*Excerpts of pointing data*.
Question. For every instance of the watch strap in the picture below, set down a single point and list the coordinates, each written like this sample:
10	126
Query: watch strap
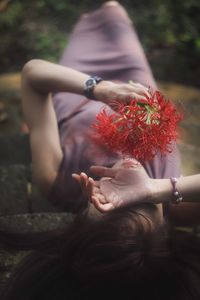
89	85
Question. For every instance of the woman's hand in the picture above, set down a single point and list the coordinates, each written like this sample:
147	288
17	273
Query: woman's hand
125	183
108	91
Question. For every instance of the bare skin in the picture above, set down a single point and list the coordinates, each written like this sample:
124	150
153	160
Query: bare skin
128	183
41	78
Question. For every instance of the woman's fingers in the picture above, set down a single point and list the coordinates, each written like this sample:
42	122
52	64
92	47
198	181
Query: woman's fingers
102	207
103	171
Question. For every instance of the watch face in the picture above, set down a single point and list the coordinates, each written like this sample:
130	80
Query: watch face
91	82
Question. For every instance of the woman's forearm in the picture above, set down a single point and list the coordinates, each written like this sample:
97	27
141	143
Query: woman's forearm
188	187
47	77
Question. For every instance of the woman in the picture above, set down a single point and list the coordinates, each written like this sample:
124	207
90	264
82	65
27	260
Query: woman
129	251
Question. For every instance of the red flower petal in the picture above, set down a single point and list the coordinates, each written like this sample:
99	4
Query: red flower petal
140	129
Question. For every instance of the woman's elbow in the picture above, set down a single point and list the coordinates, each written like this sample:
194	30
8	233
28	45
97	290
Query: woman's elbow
30	69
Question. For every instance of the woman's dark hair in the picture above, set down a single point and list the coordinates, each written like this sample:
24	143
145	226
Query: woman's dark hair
117	255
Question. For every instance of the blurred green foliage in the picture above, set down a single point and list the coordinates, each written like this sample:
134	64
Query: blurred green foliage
39	28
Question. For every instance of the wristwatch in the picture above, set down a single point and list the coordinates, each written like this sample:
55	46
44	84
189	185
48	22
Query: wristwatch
89	86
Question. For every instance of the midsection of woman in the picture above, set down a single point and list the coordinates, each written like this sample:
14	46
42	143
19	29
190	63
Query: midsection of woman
103	43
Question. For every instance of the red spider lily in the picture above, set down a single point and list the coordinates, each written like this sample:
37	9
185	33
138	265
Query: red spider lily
140	129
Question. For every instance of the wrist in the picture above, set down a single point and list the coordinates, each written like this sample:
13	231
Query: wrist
89	86
102	91
161	191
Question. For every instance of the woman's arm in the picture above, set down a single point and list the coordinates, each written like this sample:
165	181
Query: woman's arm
39	79
188	186
130	184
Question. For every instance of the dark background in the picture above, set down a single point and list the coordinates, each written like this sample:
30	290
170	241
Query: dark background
169	31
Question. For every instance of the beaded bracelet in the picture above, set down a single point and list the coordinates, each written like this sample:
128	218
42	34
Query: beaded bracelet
177	197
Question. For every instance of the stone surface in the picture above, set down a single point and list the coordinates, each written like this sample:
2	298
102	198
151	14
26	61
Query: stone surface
35	222
15	149
13	189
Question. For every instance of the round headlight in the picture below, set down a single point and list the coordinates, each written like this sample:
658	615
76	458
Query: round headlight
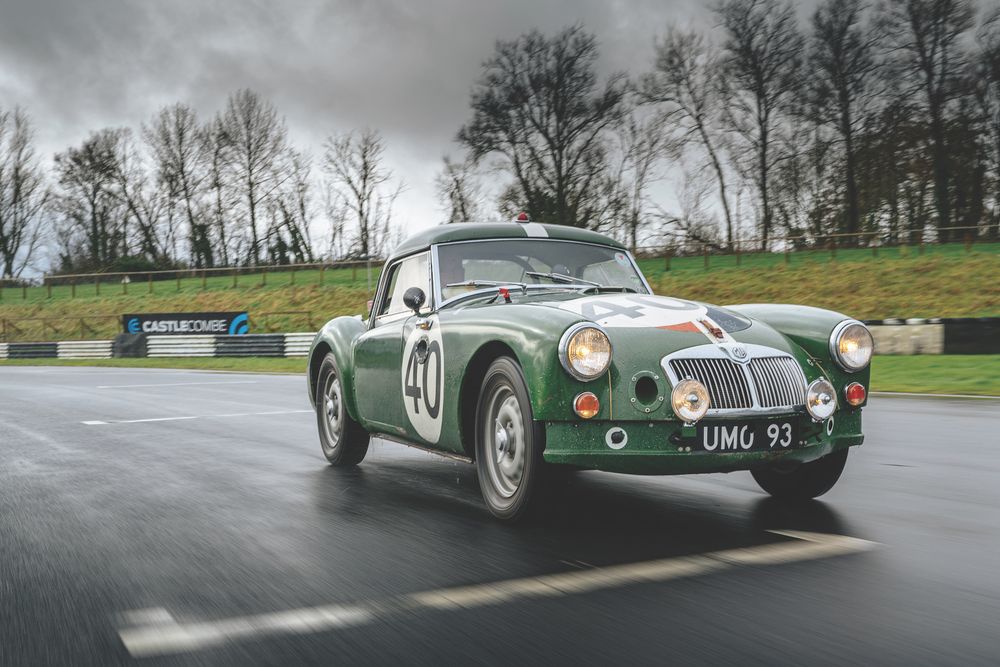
585	352
690	400
821	399
851	345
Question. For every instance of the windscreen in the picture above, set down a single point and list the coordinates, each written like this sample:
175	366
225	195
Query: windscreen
534	262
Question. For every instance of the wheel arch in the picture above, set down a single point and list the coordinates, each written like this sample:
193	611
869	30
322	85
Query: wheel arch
336	338
472	381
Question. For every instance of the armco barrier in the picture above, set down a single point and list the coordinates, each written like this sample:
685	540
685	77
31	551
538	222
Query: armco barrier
914	336
84	349
180	346
250	345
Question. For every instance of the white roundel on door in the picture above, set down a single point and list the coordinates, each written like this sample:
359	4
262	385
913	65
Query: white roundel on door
423	380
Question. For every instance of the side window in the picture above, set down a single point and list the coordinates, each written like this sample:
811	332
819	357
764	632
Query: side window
411	272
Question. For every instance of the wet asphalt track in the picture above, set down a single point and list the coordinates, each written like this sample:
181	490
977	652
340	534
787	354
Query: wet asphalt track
221	517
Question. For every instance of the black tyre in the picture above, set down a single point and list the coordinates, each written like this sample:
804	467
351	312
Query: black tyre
343	440
508	448
805	481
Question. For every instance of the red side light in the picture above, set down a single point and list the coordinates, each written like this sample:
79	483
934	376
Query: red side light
855	394
586	405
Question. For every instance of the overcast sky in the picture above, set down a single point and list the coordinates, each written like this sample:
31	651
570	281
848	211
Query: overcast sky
402	67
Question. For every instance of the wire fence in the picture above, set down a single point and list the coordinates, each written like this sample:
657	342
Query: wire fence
362	274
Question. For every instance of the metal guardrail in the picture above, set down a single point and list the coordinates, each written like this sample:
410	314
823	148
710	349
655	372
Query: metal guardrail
902	337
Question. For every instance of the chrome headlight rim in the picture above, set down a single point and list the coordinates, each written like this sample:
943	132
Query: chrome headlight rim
684	386
834	345
830	391
564	350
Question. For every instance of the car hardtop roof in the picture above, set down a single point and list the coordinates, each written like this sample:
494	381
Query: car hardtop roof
479	231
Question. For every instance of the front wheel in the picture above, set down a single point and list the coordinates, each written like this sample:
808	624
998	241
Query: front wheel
344	441
805	481
508	452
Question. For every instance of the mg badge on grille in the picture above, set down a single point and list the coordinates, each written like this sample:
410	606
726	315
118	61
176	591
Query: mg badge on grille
736	351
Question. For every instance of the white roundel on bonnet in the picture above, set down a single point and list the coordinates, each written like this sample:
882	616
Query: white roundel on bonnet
635	310
423	381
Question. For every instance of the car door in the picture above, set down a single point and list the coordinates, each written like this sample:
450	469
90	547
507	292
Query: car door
378	363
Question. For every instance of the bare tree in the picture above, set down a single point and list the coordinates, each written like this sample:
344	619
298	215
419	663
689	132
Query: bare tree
458	190
291	211
140	202
538	105
844	86
257	142
763	57
361	182
644	143
215	152
686	81
23	194
924	40
174	137
986	76
88	202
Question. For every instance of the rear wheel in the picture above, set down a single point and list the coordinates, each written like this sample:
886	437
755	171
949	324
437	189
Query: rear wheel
344	441
508	453
805	481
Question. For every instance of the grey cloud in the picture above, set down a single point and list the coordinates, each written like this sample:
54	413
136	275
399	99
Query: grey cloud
402	67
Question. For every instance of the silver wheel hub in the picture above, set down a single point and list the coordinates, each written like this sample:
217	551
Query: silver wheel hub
333	407
506	442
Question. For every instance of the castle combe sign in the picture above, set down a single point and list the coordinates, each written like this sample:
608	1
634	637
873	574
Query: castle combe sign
187	324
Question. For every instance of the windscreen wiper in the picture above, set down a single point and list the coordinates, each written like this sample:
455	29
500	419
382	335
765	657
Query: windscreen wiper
489	283
612	288
561	278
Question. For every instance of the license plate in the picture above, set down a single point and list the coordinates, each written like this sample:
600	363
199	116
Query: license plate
747	436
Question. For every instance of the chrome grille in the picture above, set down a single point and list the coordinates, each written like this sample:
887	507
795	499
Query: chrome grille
779	381
725	380
765	382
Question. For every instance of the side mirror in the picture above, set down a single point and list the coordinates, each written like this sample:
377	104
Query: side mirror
414	298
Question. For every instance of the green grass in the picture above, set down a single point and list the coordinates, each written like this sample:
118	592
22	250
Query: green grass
977	374
944	281
933	374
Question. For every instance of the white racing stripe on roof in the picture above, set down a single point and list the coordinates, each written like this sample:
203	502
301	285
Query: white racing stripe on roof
533	229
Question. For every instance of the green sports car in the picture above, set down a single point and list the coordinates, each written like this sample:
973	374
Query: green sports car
530	348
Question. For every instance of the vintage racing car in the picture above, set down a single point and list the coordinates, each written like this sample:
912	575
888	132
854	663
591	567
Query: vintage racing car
526	347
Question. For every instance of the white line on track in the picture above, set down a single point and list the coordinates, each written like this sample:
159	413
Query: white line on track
161	634
173	384
98	422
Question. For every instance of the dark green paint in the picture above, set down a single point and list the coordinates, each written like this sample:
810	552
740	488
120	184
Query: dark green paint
529	330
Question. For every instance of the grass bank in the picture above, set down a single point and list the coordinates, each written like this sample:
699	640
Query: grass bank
944	281
933	374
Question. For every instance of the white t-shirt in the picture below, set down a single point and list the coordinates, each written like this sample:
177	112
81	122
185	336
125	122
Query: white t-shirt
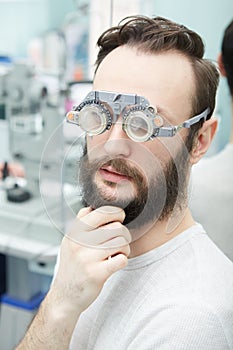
211	200
177	296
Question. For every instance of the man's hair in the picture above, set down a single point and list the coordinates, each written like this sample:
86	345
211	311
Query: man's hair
227	55
156	35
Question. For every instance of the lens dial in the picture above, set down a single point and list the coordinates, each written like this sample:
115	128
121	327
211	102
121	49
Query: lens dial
94	118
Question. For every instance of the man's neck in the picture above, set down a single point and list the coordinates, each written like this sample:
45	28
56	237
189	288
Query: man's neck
160	233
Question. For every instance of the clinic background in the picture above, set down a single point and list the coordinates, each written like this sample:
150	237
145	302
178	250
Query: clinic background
24	22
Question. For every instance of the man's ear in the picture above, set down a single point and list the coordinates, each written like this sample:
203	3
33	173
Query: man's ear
204	138
221	65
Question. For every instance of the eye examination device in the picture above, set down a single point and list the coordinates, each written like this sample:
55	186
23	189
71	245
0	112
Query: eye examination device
140	121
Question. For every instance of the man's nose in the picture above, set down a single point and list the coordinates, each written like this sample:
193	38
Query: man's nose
118	143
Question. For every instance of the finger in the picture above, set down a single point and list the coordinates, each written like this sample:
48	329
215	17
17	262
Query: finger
103	215
83	212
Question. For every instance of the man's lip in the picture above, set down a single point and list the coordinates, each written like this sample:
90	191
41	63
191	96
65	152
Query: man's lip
108	173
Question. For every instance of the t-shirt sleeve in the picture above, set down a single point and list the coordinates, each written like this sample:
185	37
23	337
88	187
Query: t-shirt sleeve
181	328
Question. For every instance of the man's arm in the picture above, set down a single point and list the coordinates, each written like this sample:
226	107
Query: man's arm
81	275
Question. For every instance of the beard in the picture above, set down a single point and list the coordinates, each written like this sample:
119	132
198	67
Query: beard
153	199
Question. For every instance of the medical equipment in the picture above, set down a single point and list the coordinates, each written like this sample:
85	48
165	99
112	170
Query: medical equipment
140	121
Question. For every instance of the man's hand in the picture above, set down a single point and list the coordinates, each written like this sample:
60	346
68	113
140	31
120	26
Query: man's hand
82	272
83	269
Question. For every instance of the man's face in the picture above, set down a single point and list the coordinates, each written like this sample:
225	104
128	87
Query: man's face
142	178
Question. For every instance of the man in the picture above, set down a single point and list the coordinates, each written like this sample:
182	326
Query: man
135	274
212	178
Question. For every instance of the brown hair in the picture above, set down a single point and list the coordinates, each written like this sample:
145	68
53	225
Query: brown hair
227	55
159	34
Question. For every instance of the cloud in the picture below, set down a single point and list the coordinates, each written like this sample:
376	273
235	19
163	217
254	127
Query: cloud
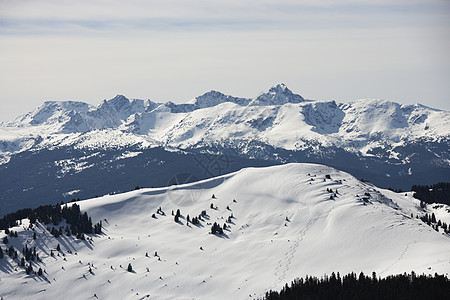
54	17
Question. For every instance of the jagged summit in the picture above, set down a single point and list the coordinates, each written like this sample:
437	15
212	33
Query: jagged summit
213	98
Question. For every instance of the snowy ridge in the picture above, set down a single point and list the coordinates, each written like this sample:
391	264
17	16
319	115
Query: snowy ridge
286	223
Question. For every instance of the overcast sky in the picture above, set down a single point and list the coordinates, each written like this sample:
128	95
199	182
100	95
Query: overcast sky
345	50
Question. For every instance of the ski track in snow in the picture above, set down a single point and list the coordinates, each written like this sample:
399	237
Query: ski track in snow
284	263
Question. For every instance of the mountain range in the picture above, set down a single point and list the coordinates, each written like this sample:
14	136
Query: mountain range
281	222
48	152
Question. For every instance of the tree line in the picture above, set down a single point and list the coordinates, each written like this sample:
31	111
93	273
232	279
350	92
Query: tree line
53	214
351	286
435	193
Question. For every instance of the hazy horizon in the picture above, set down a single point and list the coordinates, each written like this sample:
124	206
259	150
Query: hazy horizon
171	51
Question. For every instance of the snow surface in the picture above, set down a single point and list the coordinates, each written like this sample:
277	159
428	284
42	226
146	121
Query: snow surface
285	226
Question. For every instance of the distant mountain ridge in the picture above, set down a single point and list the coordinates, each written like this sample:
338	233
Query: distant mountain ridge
388	143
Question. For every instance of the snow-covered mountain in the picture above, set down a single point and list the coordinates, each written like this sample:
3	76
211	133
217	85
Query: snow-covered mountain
288	221
278	118
385	142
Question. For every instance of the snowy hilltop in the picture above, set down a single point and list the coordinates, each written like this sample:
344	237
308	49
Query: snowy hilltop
278	118
272	225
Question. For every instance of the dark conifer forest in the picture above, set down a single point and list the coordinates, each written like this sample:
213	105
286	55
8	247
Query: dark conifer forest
53	214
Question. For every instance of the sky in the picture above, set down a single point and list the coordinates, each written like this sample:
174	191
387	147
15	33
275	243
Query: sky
90	50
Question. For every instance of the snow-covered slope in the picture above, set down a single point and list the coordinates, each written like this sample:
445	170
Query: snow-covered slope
285	224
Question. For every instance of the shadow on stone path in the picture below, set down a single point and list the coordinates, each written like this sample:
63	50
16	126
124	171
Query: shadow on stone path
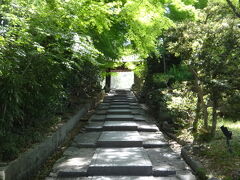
120	142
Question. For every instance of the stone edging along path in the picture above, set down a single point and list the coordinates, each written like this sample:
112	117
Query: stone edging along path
30	161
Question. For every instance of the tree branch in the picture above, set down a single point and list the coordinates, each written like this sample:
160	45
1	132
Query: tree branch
233	8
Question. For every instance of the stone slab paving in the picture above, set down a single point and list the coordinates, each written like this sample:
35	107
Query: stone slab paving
87	140
74	163
120	161
120	139
120	143
120	126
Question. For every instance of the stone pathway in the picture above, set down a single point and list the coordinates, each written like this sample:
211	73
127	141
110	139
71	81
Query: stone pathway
120	142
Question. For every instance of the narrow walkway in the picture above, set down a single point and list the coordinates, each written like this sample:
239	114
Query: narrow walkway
120	142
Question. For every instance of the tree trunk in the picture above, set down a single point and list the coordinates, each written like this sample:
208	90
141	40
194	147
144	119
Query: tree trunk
195	122
108	81
214	113
200	97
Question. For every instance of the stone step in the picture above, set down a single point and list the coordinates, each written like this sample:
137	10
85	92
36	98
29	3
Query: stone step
86	140
119	139
119	111
121	106
120	161
75	162
124	117
120	126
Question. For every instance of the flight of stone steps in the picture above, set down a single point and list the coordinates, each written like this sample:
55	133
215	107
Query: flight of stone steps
120	142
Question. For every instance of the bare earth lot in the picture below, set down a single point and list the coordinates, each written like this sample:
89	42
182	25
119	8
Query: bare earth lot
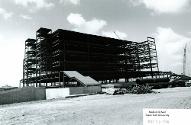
94	109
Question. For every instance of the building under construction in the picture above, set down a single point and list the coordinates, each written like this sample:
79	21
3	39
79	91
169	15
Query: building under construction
67	58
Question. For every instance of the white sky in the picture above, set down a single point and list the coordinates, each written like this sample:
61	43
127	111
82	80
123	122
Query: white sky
166	20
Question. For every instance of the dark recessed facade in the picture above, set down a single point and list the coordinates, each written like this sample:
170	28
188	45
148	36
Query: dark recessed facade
101	58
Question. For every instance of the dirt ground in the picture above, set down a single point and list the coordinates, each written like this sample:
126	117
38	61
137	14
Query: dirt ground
94	109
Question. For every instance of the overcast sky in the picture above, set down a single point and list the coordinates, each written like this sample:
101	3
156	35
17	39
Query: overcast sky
166	20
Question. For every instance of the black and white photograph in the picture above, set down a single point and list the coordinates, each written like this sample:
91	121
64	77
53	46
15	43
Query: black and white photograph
95	62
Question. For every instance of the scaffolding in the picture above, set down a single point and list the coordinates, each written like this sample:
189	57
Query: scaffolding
101	58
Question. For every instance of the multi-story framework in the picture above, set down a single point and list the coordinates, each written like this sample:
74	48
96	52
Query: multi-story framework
103	59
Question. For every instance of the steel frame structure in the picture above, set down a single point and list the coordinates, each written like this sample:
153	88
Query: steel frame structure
102	58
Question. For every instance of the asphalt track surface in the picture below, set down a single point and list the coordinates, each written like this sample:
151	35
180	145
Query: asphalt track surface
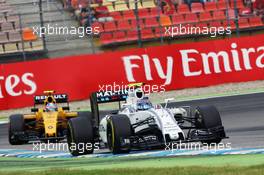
242	117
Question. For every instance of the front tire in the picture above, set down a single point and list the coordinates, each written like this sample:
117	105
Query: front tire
118	134
16	128
208	118
80	136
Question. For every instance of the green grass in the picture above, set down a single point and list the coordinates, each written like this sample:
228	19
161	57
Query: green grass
29	164
227	170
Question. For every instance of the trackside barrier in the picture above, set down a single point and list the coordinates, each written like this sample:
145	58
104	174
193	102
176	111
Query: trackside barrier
175	66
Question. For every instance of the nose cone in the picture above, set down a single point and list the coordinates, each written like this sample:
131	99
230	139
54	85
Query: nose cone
50	123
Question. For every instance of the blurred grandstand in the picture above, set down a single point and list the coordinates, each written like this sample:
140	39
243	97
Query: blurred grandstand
122	24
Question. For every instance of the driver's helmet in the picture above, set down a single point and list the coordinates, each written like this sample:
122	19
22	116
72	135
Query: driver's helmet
51	107
144	104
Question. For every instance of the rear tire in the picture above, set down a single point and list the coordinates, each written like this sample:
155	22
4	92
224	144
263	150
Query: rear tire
118	134
80	136
16	125
208	117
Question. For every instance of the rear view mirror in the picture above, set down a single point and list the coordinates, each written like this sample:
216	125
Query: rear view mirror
66	108
34	109
168	100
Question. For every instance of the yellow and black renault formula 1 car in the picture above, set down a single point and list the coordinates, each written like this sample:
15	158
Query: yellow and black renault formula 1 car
47	123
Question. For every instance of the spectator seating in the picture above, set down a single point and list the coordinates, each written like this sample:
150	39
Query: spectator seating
152	21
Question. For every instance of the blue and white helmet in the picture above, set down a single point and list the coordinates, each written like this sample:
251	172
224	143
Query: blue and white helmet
144	104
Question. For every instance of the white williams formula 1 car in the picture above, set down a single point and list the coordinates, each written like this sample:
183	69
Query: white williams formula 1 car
140	125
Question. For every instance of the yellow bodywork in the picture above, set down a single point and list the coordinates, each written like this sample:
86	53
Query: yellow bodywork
49	121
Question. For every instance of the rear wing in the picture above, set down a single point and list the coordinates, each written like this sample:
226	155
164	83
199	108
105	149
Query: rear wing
60	98
97	98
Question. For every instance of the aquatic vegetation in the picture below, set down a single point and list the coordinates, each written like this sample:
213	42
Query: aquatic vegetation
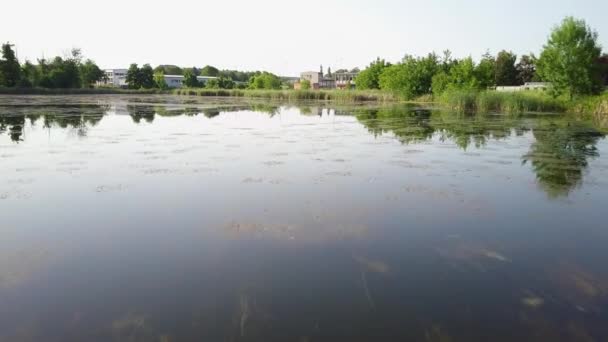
251	319
533	301
436	334
475	255
374	266
18	266
132	327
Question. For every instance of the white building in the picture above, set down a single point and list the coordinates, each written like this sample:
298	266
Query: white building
526	86
176	81
114	78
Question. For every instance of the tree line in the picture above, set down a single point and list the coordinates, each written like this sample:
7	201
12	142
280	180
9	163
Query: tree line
571	61
72	71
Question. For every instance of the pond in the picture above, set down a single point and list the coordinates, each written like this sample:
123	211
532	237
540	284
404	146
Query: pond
158	218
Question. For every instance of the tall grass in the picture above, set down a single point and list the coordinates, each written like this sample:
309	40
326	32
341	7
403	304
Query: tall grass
75	91
295	95
501	102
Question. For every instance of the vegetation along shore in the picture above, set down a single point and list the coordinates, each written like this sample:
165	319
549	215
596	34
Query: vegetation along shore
570	75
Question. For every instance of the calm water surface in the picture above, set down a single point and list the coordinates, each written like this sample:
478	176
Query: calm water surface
188	219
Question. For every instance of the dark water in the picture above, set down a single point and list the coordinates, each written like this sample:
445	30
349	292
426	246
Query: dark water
181	219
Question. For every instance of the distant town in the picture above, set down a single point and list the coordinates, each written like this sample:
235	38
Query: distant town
340	79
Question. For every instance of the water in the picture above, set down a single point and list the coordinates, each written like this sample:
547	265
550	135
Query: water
187	219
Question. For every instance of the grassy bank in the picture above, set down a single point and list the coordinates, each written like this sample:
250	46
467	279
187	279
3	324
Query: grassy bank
295	95
75	91
501	102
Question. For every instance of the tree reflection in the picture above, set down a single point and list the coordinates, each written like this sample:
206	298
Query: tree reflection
560	154
139	112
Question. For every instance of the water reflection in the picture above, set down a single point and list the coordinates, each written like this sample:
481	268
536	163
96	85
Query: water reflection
560	155
274	222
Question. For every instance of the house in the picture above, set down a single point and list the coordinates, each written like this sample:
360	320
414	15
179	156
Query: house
330	81
114	78
542	86
176	81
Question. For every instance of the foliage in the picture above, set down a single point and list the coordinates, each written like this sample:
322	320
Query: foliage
370	77
209	71
265	80
412	77
506	73
143	77
569	60
10	70
304	84
159	79
486	70
526	69
190	79
90	73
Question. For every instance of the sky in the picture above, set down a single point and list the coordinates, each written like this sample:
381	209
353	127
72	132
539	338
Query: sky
284	36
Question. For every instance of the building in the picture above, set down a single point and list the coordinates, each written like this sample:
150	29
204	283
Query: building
176	81
317	80
345	80
542	86
114	78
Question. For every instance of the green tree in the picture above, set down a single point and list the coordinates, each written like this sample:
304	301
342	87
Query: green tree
146	77
485	71
209	71
30	75
506	73
526	69
370	77
225	82
265	80
440	83
412	77
133	79
90	73
159	79
569	60
212	84
462	75
190	79
304	84
10	70
168	69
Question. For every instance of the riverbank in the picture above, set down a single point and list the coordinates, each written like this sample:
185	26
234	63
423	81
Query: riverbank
461	101
295	95
77	91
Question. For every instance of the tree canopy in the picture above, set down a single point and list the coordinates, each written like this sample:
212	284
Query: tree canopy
570	59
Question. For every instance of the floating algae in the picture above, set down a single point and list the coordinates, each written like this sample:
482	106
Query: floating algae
374	266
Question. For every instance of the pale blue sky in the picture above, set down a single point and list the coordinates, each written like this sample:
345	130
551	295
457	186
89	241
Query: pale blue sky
283	36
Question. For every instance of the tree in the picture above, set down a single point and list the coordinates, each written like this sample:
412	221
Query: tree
146	77
526	69
506	73
304	85
412	77
190	79
209	71
10	70
132	79
265	80
90	73
569	60
225	82
462	75
168	69
485	71
370	77
212	84
159	80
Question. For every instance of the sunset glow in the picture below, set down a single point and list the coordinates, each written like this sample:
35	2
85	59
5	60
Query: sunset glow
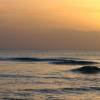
32	17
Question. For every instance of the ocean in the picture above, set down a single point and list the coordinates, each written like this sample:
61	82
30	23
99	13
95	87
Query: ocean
48	75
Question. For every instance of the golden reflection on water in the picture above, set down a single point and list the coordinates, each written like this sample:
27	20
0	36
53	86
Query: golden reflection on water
39	76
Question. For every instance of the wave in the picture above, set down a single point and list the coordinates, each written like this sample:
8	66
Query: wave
64	90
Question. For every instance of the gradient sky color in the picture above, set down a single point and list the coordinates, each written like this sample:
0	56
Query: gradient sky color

*Task objective*. Return the lines above, from the one containing "Question. For every instance of the golden" to the end, exactly as they stand.

*Exercise answer*.
Question. For every instance of the golden reflection on water in the picture above, set down a single point and list the coordinates, each written like this sample:
27	20
0	36
53	86
Query: golden reflection on water
39	76
Question. For every instance of the wave in the picture above, set down a single point and list the coordinates, each written like this sample:
8	66
Query: wave
64	90
Question. For every instance of the gradient sky color in the picture above, set down a single point and list the coordinates, each written like this sample:
0	56
Query: gradient sky color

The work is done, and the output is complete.